Stated exercise ▸ Please reproduce every one of the lines below without changing anything.

Collected data entries

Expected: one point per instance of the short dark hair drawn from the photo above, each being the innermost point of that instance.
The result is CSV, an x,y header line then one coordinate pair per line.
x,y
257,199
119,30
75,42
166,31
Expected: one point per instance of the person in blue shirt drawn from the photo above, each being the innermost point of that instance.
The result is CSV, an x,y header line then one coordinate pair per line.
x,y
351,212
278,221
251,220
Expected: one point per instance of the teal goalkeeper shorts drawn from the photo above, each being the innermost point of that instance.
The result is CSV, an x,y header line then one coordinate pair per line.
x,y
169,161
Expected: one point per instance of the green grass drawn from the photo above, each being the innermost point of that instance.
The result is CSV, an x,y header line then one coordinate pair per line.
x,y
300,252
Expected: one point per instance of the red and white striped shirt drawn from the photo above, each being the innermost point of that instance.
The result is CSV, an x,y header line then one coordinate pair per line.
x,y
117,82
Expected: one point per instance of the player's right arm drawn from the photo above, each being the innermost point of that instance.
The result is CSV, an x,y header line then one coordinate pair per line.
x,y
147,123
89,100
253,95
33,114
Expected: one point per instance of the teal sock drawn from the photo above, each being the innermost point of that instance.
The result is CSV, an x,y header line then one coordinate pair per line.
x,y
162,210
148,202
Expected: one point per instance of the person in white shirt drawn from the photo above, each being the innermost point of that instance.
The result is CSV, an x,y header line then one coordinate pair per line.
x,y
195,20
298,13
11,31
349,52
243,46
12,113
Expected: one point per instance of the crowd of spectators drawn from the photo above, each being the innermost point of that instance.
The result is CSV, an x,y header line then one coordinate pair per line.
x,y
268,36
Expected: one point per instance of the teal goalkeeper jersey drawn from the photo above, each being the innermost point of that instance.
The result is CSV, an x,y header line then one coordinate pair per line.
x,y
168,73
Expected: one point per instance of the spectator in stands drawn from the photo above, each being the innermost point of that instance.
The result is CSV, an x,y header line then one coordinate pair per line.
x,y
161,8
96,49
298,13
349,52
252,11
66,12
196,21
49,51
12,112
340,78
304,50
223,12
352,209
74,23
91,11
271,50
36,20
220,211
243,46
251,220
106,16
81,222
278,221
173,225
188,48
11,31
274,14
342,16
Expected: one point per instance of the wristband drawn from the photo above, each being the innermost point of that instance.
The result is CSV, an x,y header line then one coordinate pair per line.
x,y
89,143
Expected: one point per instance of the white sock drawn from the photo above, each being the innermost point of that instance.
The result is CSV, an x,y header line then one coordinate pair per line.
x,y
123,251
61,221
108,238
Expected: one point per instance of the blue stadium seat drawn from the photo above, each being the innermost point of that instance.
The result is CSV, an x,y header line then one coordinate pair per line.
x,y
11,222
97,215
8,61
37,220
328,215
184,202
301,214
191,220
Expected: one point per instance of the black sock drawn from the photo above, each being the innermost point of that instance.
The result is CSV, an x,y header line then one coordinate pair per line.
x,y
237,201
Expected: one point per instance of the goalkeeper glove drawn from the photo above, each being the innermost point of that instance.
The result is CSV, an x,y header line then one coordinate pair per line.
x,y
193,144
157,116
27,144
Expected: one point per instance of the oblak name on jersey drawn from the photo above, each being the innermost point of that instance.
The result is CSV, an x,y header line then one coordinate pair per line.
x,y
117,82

Result below ▸
Expected: one point per instance of the short dark hair drawn from the photo above, each being the innermost point of that instance.
The result is CSV, an x,y header line then one coordinate pair per line.
x,y
257,199
119,30
75,42
166,31
Expected: one point per instance of the person in blue shirt drawn from the photo above, each being the innermost point of that instance.
The result is CSV, an x,y header line then one coordinate pair per line.
x,y
351,212
278,221
251,220
Expected: one point per instance of the teal goalkeeper shorts drawn from the photo above, each being the innermost point of that instance.
The result is CSV, an x,y header line then one coordinate pair per line.
x,y
169,161
Expected: one point per instance of the green grass drawn from the photo above, each being the innermost point of that instance.
The result is CSV, an x,y header line then one coordinate pair per line.
x,y
300,252
Expected: one point per instance of the red and white striped shirt drawn from the photo above, each being the innermost point of that instance.
The result is CSV, an x,y header line then one coordinate pair per line.
x,y
117,82
Expected: one point per instance of the player's right arm drawn from the photo above, each being the innermost point of that instance.
The result is CSV, an x,y header line then one coordinate pair per line.
x,y
147,123
89,100
253,95
33,114
Expected: one point per instance of the teal sock drawn from the photo above, each being the innermost point of that instance.
The result is CSV, an x,y header line then one coordinate pair per line.
x,y
162,210
148,202
Expected: one point per instance of the person in white shirt drawn from the photo above, each being the innermost point of that instance.
The result is CSV, an x,y header line then one coordinate pair per line.
x,y
195,20
298,13
11,31
349,52
243,46
12,113
Expected: one point per instance of the crowd of spectators drawn from the photo above, each being the innermost point of that instance.
The result is CSV, an x,y header line then one coordinate pair per line.
x,y
268,36
Expected: one point per instance of the teal goalkeeper jersey drawn from the photo above, each being the innermost point of that instance.
The result is CSV, an x,y header line then one coordinate pair per line.
x,y
168,73
Expected: one point per instance of the spectator in stands drawn from the photo above, each being the innermost point of that instance.
The result is CSV, an x,y header line then one coordinate pair per line.
x,y
161,8
96,49
298,13
349,52
252,11
66,12
196,21
49,51
12,112
340,78
304,50
223,12
352,209
74,23
91,11
271,50
36,20
220,211
243,46
251,220
106,16
81,222
278,221
173,225
188,48
11,31
274,14
342,16
Expected: one point per instance of the wristband drawn from the photo above, each being the innermost point of that instance.
The result is CSV, an x,y header line then one coordinate pair per line.
x,y
89,143
Expected: one point per instance of the white sock drawn from the photo above, each being the innermost point of that instance.
The result is CSV, an x,y header line then one coordinate pair per line.
x,y
123,251
61,221
108,238
Expected: one point per instance of the blue stadium seat drawn from the photo above, each being the innermost point of that instance.
The result is CSV, an x,y header line then one coordinate pair per line.
x,y
11,222
97,215
8,61
37,220
328,215
184,202
301,214
191,220
Expected: one point per instance of the black sock drawn from the photo above, each being the innermost point of that instance.
The result is CSV, an x,y header line then one coordinate pair per line.
x,y
237,201
Expected: one point per instance of the goalkeeper glove drawn from the photo above, each being the innermost point of that instance.
The result is CSV, an x,y header line then one coordinate pair per line.
x,y
193,144
157,116
27,144
Expected: one point per instance of the oblak name on jersey drawn from the photo above, each being the innermost point of that instance.
The result is CSV, an x,y header line then one coordinate pair per line.
x,y
117,82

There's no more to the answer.